» Source document
+++++

Synchronization in non dissipative optical lattices
Daniel Hennequin,Philippe Verkerk
Physics , 2009, DOI: 10.1140/epjd/e2009-00324-1
Abstract: The dynamics of cold atoms in conservative optical lattices obviously depends on the geometry of the lattice. But very similar lattices may lead to deeply different dynamics. For example, in a 2D optical lattice with a square mesh, the sign of the detuning plays a crucial role: in the blue detuned case, trajectories of an atom inside a well are chaotic for high enough energies. On the contrary, in the red detuned case, chaos is completely inhibited inside the wells. Here, we study in details the dynamical regimes of atoms inside a well of a red detuned lattice, with the aim to understand the dynamical mechanisms leading to the disappearance of chaos. We show that the motions in the two directions of space are frequency locked in most of the phase space, for most of the parameters of the lattice and atoms. This synchronization, not as strict as that of a dissipative system, is nevertheless a mechanism powerful enough to explain that chaos cannot appear in red detuned lattices.

+++++

Copy out the full synchronization abstract, keeping every word and line unchanged.

+++++

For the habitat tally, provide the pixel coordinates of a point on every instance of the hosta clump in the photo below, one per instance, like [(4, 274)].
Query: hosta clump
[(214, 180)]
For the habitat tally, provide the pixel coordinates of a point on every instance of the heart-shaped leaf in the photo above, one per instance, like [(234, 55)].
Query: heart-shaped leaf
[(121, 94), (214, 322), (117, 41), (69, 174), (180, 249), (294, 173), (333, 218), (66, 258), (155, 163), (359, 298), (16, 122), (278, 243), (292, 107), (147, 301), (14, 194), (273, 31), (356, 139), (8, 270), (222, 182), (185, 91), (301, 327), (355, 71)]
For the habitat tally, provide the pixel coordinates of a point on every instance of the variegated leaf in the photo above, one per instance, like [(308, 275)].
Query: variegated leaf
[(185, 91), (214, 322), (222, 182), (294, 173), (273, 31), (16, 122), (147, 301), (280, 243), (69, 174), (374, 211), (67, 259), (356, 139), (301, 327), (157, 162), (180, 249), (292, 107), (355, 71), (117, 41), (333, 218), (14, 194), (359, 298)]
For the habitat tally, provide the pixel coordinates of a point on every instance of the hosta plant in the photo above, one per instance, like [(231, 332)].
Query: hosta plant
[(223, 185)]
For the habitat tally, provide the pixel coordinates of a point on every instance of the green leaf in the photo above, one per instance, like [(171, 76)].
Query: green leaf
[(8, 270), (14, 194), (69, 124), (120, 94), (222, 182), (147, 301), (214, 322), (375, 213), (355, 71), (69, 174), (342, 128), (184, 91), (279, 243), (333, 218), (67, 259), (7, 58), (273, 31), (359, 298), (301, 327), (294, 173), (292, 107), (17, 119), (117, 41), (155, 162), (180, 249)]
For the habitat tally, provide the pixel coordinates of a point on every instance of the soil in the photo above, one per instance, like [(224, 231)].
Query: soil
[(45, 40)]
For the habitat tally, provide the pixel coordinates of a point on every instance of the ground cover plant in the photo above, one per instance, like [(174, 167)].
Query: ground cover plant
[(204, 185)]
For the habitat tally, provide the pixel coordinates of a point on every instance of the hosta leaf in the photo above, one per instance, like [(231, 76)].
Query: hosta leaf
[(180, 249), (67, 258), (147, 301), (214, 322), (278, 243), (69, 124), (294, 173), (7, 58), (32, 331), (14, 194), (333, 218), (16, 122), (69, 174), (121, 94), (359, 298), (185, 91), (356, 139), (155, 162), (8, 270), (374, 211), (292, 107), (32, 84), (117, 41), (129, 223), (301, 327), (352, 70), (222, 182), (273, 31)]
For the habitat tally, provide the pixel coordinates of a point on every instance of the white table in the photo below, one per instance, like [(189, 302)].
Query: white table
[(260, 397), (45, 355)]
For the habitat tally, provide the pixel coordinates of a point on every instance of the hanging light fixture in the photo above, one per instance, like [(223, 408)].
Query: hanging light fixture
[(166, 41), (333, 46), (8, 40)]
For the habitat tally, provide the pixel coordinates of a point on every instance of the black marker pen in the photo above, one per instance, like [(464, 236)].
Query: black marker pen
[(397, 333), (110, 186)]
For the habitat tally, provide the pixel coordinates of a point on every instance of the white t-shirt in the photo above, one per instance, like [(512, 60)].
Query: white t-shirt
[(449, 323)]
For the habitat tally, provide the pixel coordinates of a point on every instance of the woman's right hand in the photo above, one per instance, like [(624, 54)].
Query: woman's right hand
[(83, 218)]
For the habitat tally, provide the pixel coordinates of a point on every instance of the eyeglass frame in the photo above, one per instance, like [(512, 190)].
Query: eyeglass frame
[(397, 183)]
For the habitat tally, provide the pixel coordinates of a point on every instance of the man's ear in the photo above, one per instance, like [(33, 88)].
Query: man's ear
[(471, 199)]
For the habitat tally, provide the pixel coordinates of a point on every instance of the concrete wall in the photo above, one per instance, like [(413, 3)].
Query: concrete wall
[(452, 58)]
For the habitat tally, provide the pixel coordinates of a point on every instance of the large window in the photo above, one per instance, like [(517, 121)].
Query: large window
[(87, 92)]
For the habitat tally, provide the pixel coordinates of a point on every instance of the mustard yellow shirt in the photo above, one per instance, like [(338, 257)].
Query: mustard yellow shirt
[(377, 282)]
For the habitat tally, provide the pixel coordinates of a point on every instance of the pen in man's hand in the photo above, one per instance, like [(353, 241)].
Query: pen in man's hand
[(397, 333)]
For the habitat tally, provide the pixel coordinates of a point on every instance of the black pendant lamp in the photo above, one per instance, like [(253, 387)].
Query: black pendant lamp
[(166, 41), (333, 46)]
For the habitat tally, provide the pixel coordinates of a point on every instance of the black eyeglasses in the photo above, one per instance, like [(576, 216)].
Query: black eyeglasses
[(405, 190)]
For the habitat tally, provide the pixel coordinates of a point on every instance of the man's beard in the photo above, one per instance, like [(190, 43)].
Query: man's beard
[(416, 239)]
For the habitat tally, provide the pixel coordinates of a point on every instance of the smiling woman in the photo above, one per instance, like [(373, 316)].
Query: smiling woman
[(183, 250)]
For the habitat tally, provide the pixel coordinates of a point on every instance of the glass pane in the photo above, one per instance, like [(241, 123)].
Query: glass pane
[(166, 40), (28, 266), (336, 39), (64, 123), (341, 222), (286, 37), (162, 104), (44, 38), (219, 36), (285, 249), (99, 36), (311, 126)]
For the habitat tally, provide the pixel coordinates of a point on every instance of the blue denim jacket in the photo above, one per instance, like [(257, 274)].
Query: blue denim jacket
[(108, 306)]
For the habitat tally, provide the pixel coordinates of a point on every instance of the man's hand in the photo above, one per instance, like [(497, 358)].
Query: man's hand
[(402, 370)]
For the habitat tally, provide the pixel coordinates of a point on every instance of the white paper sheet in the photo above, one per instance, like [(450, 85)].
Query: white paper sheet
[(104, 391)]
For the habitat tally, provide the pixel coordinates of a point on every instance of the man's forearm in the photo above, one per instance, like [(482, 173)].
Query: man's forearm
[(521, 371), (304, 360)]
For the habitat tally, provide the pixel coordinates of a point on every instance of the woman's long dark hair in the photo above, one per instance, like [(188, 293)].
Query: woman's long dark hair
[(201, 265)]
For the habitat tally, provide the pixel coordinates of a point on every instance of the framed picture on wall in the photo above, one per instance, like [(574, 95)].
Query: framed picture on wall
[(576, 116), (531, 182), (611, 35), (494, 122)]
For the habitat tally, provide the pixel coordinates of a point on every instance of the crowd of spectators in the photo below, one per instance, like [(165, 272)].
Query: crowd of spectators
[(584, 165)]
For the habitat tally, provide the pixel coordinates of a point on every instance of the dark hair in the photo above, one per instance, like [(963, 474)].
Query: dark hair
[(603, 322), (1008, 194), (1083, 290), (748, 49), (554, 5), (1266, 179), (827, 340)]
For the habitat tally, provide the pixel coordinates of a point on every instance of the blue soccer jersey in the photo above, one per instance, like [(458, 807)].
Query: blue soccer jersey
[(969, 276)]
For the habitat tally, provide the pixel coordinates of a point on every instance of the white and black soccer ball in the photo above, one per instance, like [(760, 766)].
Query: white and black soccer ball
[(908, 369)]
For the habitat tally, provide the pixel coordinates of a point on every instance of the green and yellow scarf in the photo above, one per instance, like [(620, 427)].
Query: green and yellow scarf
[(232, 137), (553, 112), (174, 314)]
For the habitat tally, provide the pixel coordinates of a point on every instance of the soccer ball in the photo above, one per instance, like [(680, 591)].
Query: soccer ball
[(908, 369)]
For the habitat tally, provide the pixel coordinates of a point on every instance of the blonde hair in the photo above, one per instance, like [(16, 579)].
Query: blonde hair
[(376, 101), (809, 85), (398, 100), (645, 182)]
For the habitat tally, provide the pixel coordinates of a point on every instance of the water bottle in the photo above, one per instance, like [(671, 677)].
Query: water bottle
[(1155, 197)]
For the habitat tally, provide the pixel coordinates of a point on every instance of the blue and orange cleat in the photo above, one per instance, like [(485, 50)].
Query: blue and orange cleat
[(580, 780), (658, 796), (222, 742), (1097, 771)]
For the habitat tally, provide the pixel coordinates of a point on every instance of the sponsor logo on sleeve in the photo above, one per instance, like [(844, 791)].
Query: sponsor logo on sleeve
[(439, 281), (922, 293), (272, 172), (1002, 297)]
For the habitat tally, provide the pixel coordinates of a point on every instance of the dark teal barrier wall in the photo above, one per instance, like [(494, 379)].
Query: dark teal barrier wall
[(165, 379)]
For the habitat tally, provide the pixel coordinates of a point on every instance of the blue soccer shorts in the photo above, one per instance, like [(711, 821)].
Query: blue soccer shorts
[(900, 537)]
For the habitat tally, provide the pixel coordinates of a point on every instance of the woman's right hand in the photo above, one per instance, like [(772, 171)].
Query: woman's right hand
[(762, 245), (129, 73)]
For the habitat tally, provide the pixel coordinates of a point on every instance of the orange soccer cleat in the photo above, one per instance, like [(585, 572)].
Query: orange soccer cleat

+++++

» Output for this task
Synchronization in non dissipative optical lattices
Daniel Hennequin,Philippe Verkerk
Physics , 2009, DOI: 10.1140/epjd/e2009-00324-1
Abstract: The dynamics of cold atoms in conservative optical lattices obviously depends on the geometry of the lattice. But very similar lattices may lead to deeply different dynamics. For example, in a 2D optical lattice with a square mesh, the sign of the detuning plays a crucial role: in the blue detuned case, trajectories of an atom inside a well are chaotic for high enough energies. On the contrary, in the red detuned case, chaos is completely inhibited inside the wells. Here, we study in details the dynamical regimes of atoms inside a well of a red detuned lattice, with the aim to understand the dynamical mechanisms leading to the disappearance of chaos. We show that the motions in the two directions of space are frequency locked in most of the phase space, for most of the parameters of the lattice and atoms. This synchronization, not as strict as that of a dissipative system, is nevertheless a mechanism powerful enough to explain that chaos cannot appear in red detuned lattices.